Object point labels
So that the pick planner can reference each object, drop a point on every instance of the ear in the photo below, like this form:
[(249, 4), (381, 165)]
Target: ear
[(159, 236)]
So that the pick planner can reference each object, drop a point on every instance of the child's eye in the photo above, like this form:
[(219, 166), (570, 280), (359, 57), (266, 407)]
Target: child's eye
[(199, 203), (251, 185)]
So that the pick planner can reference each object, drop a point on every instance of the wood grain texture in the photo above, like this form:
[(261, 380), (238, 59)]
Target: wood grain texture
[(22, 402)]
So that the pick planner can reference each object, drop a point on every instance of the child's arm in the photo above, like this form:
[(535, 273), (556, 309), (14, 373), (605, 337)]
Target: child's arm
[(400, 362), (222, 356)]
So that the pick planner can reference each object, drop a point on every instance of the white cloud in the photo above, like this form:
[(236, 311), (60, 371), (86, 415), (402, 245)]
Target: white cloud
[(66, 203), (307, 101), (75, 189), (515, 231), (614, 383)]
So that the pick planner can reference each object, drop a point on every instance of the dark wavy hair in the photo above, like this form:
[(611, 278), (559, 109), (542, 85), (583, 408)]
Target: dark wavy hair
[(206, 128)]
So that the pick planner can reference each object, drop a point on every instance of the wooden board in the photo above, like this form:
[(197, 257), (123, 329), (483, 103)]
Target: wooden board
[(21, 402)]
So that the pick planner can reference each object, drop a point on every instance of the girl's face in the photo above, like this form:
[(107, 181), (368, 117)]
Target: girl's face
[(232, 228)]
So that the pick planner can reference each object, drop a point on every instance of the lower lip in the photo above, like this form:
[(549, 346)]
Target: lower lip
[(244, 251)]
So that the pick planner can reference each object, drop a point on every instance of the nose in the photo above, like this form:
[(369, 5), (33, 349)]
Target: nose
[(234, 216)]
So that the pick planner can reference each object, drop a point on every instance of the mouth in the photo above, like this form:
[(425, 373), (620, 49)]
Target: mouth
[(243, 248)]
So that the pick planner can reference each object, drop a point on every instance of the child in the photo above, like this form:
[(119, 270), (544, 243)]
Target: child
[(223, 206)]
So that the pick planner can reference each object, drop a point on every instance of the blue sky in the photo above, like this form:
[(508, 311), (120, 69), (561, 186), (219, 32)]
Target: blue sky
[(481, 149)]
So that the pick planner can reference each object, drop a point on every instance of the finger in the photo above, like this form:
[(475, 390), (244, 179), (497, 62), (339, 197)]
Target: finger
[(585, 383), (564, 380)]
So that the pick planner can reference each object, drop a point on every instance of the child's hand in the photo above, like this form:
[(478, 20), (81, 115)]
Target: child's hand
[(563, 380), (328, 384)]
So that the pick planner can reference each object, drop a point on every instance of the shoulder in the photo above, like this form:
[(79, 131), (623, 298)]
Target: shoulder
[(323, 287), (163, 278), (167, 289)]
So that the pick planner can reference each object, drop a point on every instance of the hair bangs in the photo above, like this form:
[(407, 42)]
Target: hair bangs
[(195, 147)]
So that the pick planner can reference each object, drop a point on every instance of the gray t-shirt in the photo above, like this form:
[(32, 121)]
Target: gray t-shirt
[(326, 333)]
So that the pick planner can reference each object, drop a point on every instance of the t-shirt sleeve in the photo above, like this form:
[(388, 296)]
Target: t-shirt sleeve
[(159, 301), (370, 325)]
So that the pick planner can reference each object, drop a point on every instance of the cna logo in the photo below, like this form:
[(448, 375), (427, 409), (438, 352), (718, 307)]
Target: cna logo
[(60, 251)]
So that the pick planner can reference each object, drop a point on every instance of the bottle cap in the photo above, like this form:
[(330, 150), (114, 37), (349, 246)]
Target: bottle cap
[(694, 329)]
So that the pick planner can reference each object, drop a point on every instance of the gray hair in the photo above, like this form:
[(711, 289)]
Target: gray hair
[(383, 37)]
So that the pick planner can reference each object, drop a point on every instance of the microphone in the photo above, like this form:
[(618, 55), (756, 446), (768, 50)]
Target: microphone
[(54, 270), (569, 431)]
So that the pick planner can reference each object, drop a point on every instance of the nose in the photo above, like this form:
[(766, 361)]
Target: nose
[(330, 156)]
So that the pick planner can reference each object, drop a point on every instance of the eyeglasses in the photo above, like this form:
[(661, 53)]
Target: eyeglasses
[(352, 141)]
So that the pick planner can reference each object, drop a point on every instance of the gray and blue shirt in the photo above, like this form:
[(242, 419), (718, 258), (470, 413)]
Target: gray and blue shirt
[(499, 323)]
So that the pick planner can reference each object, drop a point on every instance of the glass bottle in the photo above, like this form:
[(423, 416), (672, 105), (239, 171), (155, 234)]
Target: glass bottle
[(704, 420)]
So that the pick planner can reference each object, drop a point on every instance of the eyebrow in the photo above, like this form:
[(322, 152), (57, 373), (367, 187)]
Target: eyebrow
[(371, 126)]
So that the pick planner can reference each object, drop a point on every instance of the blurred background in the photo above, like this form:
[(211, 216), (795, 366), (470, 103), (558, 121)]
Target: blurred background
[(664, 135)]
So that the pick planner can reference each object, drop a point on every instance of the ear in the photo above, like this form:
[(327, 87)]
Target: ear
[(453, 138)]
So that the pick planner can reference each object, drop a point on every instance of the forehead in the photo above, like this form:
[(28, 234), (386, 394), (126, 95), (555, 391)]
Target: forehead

What to work on
Please rescale the records above, beginning at the line that has "of the mouth" and stopping after the line that has "[(323, 287), (163, 278), (167, 289)]", giving every line in that span again. Multiply only the point coordinates in the answers by 1.25 and round them to whole numbers, halves up; all other lines stay unchanged, including their sample coordinates.

Written solution
So that the pick planner can reference each object, drop a point on every instance of the mouth in the photo above, like this form:
[(425, 373), (620, 49)]
Target: mouth
[(304, 310)]
So that the pick planner can reference each object, drop a point on every instance of the child in the photo above, like this form:
[(119, 270), (544, 243)]
Target: child
[(279, 258)]
So that the pick planner can reference each object, drop a point on every instance of the blue sky in the photo above, like this form:
[(508, 311), (120, 69), (561, 186), (219, 32)]
Target: blue sky
[(601, 186)]
So that the pick planner can reference each object, drop a point on every instance of the finger in the photo above, like this form:
[(475, 390), (244, 179), (497, 62), (339, 197)]
Target: finger
[(731, 479), (705, 475)]
So that the pick planner can reference each object, drop a point on every instance of the child's hand in the photo above, like this form:
[(478, 20), (81, 115)]
Target: child's hand
[(704, 475), (410, 480)]
So that the pick planner can reference each object, drop a point on every instance of the shoulder in the photo above, like this form:
[(79, 131), (623, 298)]
Target: shoulder
[(404, 359), (204, 348), (209, 361)]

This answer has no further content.